## BEGIN Source records

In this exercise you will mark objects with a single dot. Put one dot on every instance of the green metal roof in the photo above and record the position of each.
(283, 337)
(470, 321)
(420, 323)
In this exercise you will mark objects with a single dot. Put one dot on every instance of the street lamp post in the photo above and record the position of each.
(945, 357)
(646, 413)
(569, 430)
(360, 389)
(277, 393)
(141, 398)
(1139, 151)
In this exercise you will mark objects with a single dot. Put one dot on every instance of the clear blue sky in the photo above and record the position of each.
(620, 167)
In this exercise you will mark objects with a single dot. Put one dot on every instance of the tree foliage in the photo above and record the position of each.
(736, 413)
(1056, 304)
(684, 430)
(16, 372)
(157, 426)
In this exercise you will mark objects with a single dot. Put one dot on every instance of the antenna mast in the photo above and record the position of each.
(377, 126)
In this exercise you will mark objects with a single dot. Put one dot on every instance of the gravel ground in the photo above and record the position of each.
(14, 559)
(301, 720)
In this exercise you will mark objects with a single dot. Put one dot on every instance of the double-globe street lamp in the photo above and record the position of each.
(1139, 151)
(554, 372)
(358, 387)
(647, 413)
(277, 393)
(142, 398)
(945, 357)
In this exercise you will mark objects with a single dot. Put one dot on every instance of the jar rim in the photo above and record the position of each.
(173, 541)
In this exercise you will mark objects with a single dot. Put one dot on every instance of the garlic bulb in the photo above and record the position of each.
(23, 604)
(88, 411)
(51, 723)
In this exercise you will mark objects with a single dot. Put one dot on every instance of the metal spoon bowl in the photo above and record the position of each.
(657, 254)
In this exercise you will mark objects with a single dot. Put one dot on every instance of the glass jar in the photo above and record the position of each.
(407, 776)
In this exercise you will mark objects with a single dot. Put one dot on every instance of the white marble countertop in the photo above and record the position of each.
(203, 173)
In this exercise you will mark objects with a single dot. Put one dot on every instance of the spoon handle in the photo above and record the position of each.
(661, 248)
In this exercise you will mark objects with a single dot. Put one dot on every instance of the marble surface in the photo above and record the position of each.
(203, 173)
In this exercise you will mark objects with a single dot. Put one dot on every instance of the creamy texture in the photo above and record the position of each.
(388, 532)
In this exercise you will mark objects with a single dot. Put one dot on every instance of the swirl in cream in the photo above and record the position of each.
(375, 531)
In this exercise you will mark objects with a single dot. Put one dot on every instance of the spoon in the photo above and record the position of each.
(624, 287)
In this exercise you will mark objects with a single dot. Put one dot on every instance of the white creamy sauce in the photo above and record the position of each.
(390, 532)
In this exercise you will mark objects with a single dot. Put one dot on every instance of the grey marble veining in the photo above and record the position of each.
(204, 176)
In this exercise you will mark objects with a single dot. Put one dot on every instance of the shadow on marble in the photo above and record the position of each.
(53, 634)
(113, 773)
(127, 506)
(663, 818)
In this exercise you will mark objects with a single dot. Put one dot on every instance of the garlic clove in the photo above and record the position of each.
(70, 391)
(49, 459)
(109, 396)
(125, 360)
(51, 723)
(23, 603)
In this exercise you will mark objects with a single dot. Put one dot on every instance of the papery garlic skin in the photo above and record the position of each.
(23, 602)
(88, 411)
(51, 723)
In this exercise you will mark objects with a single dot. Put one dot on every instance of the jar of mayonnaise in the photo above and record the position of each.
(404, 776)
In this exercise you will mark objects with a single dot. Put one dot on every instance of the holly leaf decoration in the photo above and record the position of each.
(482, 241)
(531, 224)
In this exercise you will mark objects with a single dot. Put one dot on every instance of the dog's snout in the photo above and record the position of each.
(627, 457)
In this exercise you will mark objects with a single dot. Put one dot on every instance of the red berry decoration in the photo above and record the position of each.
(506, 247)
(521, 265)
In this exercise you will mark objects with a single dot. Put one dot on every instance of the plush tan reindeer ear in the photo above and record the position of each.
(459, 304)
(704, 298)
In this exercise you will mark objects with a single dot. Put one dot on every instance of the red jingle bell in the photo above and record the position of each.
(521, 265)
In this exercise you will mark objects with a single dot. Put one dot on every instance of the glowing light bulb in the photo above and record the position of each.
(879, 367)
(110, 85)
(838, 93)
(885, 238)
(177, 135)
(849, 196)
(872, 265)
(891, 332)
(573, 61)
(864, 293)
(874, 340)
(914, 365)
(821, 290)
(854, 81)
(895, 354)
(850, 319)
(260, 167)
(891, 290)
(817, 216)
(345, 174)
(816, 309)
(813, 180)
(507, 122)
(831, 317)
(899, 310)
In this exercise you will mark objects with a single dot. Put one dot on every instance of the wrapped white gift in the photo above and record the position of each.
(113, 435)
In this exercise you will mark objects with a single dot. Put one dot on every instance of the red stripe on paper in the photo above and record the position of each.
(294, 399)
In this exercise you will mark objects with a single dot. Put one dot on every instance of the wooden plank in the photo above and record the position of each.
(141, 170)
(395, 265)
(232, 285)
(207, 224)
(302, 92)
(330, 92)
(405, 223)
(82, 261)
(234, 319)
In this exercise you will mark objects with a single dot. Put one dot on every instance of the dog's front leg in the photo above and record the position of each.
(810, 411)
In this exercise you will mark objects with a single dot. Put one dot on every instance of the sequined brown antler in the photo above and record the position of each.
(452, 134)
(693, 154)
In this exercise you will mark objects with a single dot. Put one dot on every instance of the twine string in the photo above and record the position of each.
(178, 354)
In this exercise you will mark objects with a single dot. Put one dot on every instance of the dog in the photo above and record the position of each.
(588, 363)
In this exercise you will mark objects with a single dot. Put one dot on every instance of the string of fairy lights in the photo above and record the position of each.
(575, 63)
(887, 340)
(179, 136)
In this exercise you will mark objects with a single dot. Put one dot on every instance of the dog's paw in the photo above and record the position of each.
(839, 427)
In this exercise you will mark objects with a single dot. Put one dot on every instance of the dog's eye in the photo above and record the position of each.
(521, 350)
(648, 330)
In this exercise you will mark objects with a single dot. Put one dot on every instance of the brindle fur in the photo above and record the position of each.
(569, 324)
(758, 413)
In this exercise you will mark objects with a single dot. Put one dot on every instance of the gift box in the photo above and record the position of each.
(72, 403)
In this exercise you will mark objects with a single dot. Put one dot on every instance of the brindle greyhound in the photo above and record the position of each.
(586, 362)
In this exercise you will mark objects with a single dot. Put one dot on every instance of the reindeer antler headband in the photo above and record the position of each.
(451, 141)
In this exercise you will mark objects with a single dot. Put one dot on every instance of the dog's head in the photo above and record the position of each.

## END Source records

Copy out, word for word, every line from the one containing "of the sequined" through the final line of the records, including both.

In this exercise you will mark objects with a single dot. Put one dot on every instance of the sequined brown antler in the photo above and record the position of each.
(452, 134)
(693, 154)
In this exercise you will mark objects with a single dot. Put one dot on every instance of the twine string in the photo above and record the position of each.
(178, 354)
In this exercise you will mark objects with a single dot. Put one dot on every instance of the dog in the photo above and record the position of each.
(588, 363)
In this exercise you will mark objects with a single dot. Put one dot on every instance of the string of fairy lights in the photo above and record the position of each.
(575, 63)
(887, 340)
(179, 136)
In this exercise you will mark objects with a single dot. Put one dot on every instance of the dog's paw in the photo above and record the position of each.
(839, 427)
In this exercise you will mark objects with a single dot. Put one dot on every instance of the dog's eye in the photo above and record the position of each.
(521, 350)
(648, 330)
In this exercise you will mark objects with a single dot. Put one dot on every instance of the brindle fur in the photo above and record the position of each.
(569, 324)
(758, 413)
In this exercise you will mark objects with a single dot. Put one dot on every instance of the gift box in the photo above and record the position of each.
(72, 403)
In this exercise you will mark objects with a single dot. Put one dot on every instance of the brindle greyhound in the photo above and record the position of each.
(586, 362)
In this exercise you will mark objects with a single dot. Put one dot on every instance of the reindeer antler headband in the photo above and record the position of each.
(451, 141)
In this exercise you will mark objects with a single dot. Put one dot on every instance of the dog's head in the photo above and record the position of each.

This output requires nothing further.